> _Work instructions_: Arrange every line of the rows below as a numbered list, omitting blank lines and leaving out the pictures.

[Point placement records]
※

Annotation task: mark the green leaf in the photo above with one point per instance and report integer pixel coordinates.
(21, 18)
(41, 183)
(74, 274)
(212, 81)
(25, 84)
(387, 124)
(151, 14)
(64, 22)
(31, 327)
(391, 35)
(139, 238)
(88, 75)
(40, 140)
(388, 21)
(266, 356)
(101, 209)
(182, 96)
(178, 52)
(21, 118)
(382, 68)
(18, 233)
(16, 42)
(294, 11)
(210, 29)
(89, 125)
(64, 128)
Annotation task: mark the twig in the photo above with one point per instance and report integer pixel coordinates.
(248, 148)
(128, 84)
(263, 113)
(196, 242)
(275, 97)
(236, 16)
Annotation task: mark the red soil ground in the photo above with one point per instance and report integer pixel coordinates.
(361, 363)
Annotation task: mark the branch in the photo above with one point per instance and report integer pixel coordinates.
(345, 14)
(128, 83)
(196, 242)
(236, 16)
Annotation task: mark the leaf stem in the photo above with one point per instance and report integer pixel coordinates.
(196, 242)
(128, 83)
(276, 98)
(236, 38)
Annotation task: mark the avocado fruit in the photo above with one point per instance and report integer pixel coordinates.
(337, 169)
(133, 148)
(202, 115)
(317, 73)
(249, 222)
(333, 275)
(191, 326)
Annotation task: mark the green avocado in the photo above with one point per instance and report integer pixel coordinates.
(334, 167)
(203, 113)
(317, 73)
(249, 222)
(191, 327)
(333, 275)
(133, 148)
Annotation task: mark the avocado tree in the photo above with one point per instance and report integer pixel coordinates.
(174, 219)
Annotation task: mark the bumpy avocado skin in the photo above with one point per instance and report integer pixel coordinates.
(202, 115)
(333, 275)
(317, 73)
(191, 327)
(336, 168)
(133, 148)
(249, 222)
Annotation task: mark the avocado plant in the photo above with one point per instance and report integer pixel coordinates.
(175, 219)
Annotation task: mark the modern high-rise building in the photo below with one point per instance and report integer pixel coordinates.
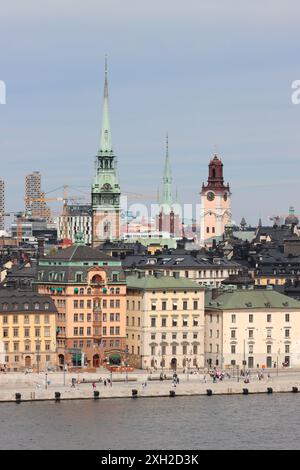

※

> _Complete response_:
1. Annotation task: mark the green leaf in the photo above with one point per instance and report integer pixel coordinates.
2. (21, 18)
3. (41, 183)
4. (74, 274)
5. (212, 81)
6. (25, 84)
7. (387, 124)
8. (151, 14)
9. (64, 22)
10. (31, 327)
11. (391, 35)
12. (139, 238)
13. (88, 75)
14. (40, 140)
15. (388, 21)
16. (266, 356)
17. (101, 209)
18. (182, 96)
19. (178, 52)
20. (21, 118)
21. (382, 68)
22. (18, 233)
23. (16, 42)
24. (294, 11)
25. (210, 29)
26. (89, 125)
27. (64, 128)
28. Annotation task: mark the twig in the photo above with one point per instance and report integer pixel coordinates.
29. (248, 148)
30. (128, 84)
31. (263, 113)
32. (196, 242)
33. (275, 97)
34. (236, 16)
35. Annotation task: mark the red soil ground in the photo above with one point per instance and report integer pixel coordinates.
36. (361, 363)
37. Annotation task: mark the branch in the photo above with one point per instance and report integer pixel coordinates.
38. (345, 14)
39. (128, 83)
40. (196, 242)
41. (236, 16)
42. Annotation task: mark the leaf stem in the photo above with one point per instance and report integer pixel coordinates.
43. (196, 242)
44. (128, 83)
45. (276, 98)
46. (236, 38)
47. Annotation task: mark the avocado fruit in the photo above with one point per instance and report integer pixel coordinates.
48. (337, 169)
49. (133, 148)
50. (202, 115)
51. (317, 73)
52. (249, 222)
53. (333, 275)
54. (191, 326)
55. Annotation task: mark the green avocado in the photo above with one point per instance and report integer pixel coordinates.
56. (334, 167)
57. (203, 113)
58. (317, 73)
59. (249, 222)
60. (191, 327)
61. (333, 275)
62. (133, 148)
63. Annotation task: mark the avocado tree in the photo above with one point per instance and report integer pixel coordinates.
64. (174, 219)
65. Annotation task: mark the bumpy avocado skin in the photo above with one point per instance and report integer pixel coordinates.
66. (202, 115)
67. (333, 275)
68. (317, 73)
69. (191, 327)
70. (336, 168)
71. (133, 148)
72. (249, 222)
73. Annotation task: mark the avocado plant in the photo above with one point per instance and report integer pixel coordinates.
74. (175, 219)
75. Annotation task: mark the modern high-rise building in the photo below with one point per instance and report integer pixel coordinates.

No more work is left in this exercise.